• **本文抜粋**:

パリオリンピック開催中の、ある夏の日。
芸人で漫画家の田中光さんと話していたら、
「もし『隣の宇宙』でもパリオリンピックが行われていたら?」
というマルチバースすぎる話題になりました。
これが、架空のスポーツが出るわ出るわで
とてもおもしろかったんです。
せっかくなので、この勢いで
「隣の宇宙で行われていたパリオリンピック」を
対談形式で振り返ってみることにしました!
メンバーは田中さんと、
同じく芸人で漫画家のおほしんたろうさんです。
おふたりとも自然に、
この「パリ大会」を見てきた人としてお話されていますよ。
描き下ろしのイラストにもご注目ください!
こちらの宇宙ではすっかりオリンピックの時期は
過ぎてしまいましたが、
「隣の宇宙では時期がちょっとズレてるのかな?」
と設定にのっかって、
おたのしみいただけますとありがたいです!
おほしんたろう
お笑い芸人、漫画家、イラストレーター。ワタナベエンターテインメント所属。主な書籍に『学校と先生』(ナナロク社)、『おほまんが』『おほまんが しお味』(KADOKAWA)がある。
田中光(たなかひかる)
お笑い芸人・ギャグ漫画家・絵本作家。京都府出身。グレープカンパニー所属。
漫画家としての代表作に『サラリーマン山崎シゲル』
(小学館)、絵本に『ぱんつさん』(第25回日本絵本賞)、
『ねこいる!』(MOE絵本屋さん大賞第5位)『すしん』(リブロ絵本大賞・大賞/以上ポプラ社)、『おばけのかわをむいたら』(文響社)など。
- 田中
- おほくんがずっと騒いでた選手いたやん。
なんていう競技やっけあれ。
- おほ
- ああ、「絶望」ね。
「男子絶望」の杉野。
- おほ
- 杉野が銅を取ったんで、良かったですね。
- 田中
- 銅すごいね。
- おほ
- やっぱ、杉野の絶望は
本当に落ち込んでるっていう感じがする。
頭抱えたりとか、うなだれるような
下向きの動きがけっこう多いんですけど、
杉野は、上に行くんすよ。
上を見上げるタイプ。
- 田中
- あー確かに。雨、見えたもんな。
- おほ
- そうっすね。雨が見えた。
あんな快晴のパリの中で。
- おほ
- 杉野は直前に離婚してきてるから。
- 田中
- パリ五輪のために調整してきたんや。
- おほ
- 離婚してパリ入って。
で、やっぱメダル取ってますからね。
- 田中
- ほんで前日に iphone 壊れたって。
- おほ
- ああ 、海外でiphone壊れたらきつい。
- 田中
- きついよな。データ全部入ってたもんな。
もう、観客のスタンディングオベーションがすごかった。

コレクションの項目

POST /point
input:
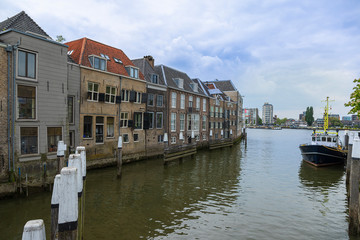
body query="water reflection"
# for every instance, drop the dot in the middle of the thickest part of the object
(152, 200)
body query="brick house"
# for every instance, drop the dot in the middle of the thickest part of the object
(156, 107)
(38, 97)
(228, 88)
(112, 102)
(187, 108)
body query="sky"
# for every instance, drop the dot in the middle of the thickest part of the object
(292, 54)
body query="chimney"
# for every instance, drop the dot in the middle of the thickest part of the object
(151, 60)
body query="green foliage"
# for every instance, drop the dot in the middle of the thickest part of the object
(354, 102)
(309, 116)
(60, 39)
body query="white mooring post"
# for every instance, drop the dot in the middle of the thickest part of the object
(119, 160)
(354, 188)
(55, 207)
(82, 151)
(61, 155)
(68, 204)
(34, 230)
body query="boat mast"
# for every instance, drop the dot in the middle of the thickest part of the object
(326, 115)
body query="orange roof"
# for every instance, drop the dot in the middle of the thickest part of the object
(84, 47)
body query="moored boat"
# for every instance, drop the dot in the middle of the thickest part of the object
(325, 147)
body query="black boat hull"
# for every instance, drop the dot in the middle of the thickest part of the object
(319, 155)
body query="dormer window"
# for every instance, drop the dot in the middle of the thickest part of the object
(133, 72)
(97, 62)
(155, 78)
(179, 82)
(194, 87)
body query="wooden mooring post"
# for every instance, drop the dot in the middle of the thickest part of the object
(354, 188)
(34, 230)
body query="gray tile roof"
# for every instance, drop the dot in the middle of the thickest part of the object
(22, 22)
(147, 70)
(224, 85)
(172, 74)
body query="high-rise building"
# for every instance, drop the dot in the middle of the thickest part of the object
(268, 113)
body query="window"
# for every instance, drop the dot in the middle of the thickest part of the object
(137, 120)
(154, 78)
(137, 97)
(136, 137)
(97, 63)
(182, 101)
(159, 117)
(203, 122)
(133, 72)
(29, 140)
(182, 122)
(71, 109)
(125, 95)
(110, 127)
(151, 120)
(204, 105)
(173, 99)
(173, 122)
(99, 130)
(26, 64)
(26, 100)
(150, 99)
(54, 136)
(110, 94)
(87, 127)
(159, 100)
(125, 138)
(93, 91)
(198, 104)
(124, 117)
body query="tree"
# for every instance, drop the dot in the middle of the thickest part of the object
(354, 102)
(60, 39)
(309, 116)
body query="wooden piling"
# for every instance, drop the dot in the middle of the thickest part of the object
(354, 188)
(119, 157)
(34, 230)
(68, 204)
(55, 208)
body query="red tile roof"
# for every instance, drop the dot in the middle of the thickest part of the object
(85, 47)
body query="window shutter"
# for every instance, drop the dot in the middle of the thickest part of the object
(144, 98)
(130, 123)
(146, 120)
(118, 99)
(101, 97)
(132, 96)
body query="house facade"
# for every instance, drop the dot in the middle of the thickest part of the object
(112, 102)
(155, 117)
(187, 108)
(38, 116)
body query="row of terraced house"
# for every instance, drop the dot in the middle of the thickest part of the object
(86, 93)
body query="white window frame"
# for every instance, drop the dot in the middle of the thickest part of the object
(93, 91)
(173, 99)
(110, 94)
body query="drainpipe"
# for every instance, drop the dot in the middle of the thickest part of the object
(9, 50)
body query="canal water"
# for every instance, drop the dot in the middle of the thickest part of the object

• **作業指示**:
1) 隣の宇宙のパリオリンピックをめぐる対談記事から、「描き下ろしのイラストにもご注目ください!」を含む語句で始まり「(KADOKAWA)がある。」で終わる部分を、一字も変えずに出力してください。
2) 隣の宇宙のパリオリンピックをめぐる対談記事について、最後に示された文の後に続く部分を書き進めてください。
データは、隣の宇宙のパリオリンピックをめぐる対談記事とは関係がありません。

• **課題別の回答**:
1)
描き下ろしのイラストにもご注目ください!
こちらの宇宙ではすっかりオリンピックの時期は
過ぎてしまいましたが、
「隣の宇宙では時期がちょっとズレてるのかな?」
と設定にのっかって、
おたのしみいただけますとありがたいです!
おほしんたろう
お笑い芸人、漫画家、イラストレーター。ワタナベエンターテインメント所属。主な書籍に『学校と先生』(ナナロク社)、『おほまんが』『おほまんが しお味』(KADOKAWA)がある。

2)
コーチが最後タオルケットで包んであげても
杉野は絶望やめなかったもんな。全然。
- おほ
- 僕、絶望の表彰台のムードも好きで。
やっぱ絶望の表彰台ってすごい暗いじゃないですか。
それになんかへこんで見える。
やっぱね、独特な役割があるんですよね。
- 田中
- 絶望だけは特別やなぁ。
なんかメダルの裏にも
ちょっと嫌なこととか、書いてあるらしいね。
- 田中
- やっぱお国柄か、イタリアとか、
アメリカ西海岸の選手は、弱いよな。
- おほ
- そうですね。はなから目指してない。
たまに一人だけ出れた、みたいなのが来ますけど。
- 田中
- 「その絶望、俺らで言ったら全然絶望ちゃうねんけどな」
みたいなので来るやんか。
「日曜だけど出社しちゃったよ」ぐらいのやつ。
びっくりするやんな、あれな。
サザエさんのオープニングぐらいの
おっちょこちょいで来る。
- おほ
- てへへ、ぐらいのですよね。
あれはあれで、 たのしいですけど。
- おほ
- 僕はテレビで見てると、
解説実況が「どうせ」とかすぐ言うのがやっぱ好き。
深夜だから、ちょうどいいんですよね。 - 僕の私生活もいろいろあって、
ちょっと落ちてた時だったんですけど
絶望が見られて逆に良かったです。
- 田中
- 勇気もらえるよな。
やっぱり選手たちの全力の絶望を見せられたら。
自分はまだまだやなって思う。
- おほ
- けっこう日本の今後も注目していいと思う。
絶望に関しては。
- 田中
- こども達も「将来なりたいもんない」とか言うてるからな。
- おほ
- もう有望ですよ。「男子絶望」注目すべきですね。
(つづきます)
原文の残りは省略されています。